What is needed here is an exact copy of all the data.

--- Supplied information ---

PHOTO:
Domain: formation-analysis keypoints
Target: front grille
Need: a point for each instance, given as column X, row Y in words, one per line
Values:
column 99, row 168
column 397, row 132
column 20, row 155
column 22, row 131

---

**Task answer**
PHOTO:
Domain: formation-analysis keypoints
Target: front grille
Need: a point for each instance, given as column X, row Y in words, one per line
Values:
column 99, row 168
column 397, row 132
column 20, row 155
column 22, row 131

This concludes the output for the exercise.